* Tasks to perform *
1: From the QEMU hello-world walkthrough, return the passage between "This program uses" and "at target/thumbv7m-none-eabi/debug/examples/hello .", inclusive.
2: In the QEMU hello-world walkthrough, why does the QEMU command specify the CPU model with `-cpu cortex-m3`? Answer in one to three sentences.

* Quoted passage *
★ ★ ★ ★

For convenience here's the source code of examples/hello.rs :


//! Prints "Hello, world!" on the host console using semihosting

#![no_main]
#![no_std]

use panic_halt as _;

use cortex_m_rt::entry;
use cortex_m_semihosting::{debug, hprintln};

#[entry]
fn main() -> ! {
hprintln!("Hello, world!").unwrap();

// exit QEMU
// NOTE do not run this on hardware; it can corrupt OpenOCD state
debug::exit(debug::EXIT_SUCCESS);

loop {}
}

This program uses something called semihosting to print text to the host console. When
using real hardware this requires a debug session but when using QEMU this Just Works.

Let's start by compiling the example:

cargo build --example hello

The output binary will be located at target/thumbv7m-none-eabi/debug/examples/hello .

To run this binary on QEMU run the following command:

qemu-system-arm \
-cpu cortex-m3 \
-machine lm3s6965evb \
-nographic \
-semihosting-config enable=on,target=native \
-kernel target/thumbv7m-none-eabi/debug/examples/hello

Hello, world!

The command should successfully exit (exit code = 0) after printing the text. On *nix you
can check that with the following command:

echo $?

Let's break down that QEMU command:


qemu-system-arm . This is the QEMU emulator. There are a few variants of these QEMU
binaries; this one does full system emulation of ARM machines hence the name.

-cpu cortex-m3 . This tells QEMU to emulate a Cortex-M3 CPU. Specifying the CPU
model lets us catch some miscompilation errors: for example, running a program
compiled for the Cortex-M4F, which has a hardware FPU, will make QEMU error during
its execution.

★ ★ ★ ★

* Rows *
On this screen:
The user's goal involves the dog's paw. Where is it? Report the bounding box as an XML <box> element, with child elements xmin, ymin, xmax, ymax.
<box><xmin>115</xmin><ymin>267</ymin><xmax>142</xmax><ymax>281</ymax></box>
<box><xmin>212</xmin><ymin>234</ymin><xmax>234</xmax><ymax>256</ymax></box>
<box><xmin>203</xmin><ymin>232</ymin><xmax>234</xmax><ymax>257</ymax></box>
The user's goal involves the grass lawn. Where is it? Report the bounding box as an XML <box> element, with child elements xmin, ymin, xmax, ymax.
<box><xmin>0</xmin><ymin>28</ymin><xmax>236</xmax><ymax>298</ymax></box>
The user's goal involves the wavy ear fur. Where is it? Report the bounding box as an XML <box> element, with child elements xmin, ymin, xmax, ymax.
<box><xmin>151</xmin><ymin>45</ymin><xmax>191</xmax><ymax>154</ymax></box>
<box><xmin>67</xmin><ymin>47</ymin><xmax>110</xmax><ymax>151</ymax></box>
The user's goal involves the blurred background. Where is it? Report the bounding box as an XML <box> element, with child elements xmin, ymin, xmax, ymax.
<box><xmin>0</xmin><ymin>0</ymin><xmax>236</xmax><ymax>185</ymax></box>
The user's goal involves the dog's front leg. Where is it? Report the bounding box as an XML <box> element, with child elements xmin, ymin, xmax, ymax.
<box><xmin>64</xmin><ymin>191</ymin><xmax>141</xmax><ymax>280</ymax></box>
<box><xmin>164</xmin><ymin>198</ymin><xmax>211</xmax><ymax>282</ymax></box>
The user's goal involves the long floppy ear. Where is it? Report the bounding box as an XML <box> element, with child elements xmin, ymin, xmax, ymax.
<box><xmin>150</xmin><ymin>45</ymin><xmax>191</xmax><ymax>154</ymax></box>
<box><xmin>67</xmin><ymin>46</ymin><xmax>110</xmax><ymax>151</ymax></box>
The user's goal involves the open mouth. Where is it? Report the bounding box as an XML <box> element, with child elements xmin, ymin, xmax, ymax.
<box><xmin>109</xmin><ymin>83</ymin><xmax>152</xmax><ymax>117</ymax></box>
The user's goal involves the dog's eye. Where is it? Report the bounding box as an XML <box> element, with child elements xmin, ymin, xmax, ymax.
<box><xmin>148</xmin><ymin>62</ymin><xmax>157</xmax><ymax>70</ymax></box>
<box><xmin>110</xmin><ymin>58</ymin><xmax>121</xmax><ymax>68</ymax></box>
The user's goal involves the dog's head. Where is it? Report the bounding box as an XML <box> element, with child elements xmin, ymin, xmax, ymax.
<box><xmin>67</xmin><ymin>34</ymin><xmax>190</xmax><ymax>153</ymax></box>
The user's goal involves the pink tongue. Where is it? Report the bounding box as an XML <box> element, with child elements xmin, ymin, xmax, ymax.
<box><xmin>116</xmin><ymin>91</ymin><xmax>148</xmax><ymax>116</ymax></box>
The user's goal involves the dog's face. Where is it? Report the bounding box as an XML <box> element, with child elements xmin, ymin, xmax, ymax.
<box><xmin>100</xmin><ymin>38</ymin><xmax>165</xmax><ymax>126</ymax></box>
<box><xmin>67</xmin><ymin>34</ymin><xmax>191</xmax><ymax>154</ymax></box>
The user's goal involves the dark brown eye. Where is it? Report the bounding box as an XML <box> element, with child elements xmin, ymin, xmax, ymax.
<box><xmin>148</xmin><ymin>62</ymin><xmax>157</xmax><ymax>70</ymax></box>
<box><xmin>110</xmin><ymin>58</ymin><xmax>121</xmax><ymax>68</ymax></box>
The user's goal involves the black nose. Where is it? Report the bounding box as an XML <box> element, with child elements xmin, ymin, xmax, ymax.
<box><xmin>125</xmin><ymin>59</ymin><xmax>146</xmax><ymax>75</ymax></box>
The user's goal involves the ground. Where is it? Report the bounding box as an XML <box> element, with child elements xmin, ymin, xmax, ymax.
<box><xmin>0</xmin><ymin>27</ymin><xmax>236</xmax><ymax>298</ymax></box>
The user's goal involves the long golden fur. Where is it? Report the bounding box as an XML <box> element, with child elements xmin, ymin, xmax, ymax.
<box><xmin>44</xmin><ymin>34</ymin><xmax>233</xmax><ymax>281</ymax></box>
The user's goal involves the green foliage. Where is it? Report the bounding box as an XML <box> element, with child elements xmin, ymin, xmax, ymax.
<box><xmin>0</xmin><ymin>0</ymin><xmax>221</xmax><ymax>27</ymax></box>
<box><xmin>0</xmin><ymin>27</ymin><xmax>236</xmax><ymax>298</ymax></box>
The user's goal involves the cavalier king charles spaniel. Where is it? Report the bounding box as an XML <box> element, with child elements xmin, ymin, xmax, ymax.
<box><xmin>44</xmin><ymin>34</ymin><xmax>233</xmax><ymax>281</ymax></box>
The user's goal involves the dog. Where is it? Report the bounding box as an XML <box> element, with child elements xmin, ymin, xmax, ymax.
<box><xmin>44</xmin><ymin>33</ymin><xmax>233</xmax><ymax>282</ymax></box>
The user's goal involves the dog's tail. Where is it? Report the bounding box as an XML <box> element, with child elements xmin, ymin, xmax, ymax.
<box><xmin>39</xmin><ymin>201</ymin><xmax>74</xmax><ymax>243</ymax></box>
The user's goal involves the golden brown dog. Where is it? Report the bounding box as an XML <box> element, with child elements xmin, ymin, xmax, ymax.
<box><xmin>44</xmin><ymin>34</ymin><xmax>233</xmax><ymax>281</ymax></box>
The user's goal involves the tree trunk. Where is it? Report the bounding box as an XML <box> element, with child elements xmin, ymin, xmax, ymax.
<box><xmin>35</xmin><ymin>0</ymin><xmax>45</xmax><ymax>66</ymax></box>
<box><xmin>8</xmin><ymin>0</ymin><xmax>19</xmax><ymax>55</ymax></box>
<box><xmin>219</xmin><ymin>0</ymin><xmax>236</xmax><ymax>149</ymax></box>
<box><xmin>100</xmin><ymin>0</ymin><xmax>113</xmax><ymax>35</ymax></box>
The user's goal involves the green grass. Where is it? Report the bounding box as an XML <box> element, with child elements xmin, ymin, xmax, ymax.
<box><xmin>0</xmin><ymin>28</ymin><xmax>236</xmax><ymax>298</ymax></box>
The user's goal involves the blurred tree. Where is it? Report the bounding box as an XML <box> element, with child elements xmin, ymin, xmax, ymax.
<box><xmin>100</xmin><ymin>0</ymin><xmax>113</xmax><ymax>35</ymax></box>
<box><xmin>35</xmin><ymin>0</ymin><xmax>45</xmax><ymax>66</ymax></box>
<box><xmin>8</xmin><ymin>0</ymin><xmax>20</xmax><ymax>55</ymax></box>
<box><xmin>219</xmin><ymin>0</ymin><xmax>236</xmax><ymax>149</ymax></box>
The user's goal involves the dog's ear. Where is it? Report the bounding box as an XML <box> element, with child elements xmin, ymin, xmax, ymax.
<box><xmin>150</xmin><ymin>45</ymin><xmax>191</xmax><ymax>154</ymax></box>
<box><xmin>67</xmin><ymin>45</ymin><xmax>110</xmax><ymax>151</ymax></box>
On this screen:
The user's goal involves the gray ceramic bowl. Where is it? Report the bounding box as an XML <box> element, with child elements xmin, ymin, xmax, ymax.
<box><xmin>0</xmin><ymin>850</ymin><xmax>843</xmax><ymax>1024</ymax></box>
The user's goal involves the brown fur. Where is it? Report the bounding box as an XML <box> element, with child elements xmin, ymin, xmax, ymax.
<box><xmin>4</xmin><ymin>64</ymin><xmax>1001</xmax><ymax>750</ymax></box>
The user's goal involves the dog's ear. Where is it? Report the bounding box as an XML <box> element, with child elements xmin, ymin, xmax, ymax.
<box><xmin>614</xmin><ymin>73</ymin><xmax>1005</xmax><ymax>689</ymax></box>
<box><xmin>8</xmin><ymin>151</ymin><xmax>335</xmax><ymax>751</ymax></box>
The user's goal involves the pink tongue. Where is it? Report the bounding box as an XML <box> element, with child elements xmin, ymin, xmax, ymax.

★ ★ ★ ★

* Task-by-task answers *
1:
This program uses something called semihosting to print text to the host console. When
using real hardware this requires a debug session but when using QEMU this Just Works.

Let's start by compiling the example:

cargo build --example hello

The output binary will be located at target/thumbv7m-none-eabi/debug/examples/hello .

2: Specifying the CPU model lets QEMU catch some miscompilation errors. For example, a program compiled for the Cortex-M4F, which has a hardware FPU, will make QEMU error while it runs.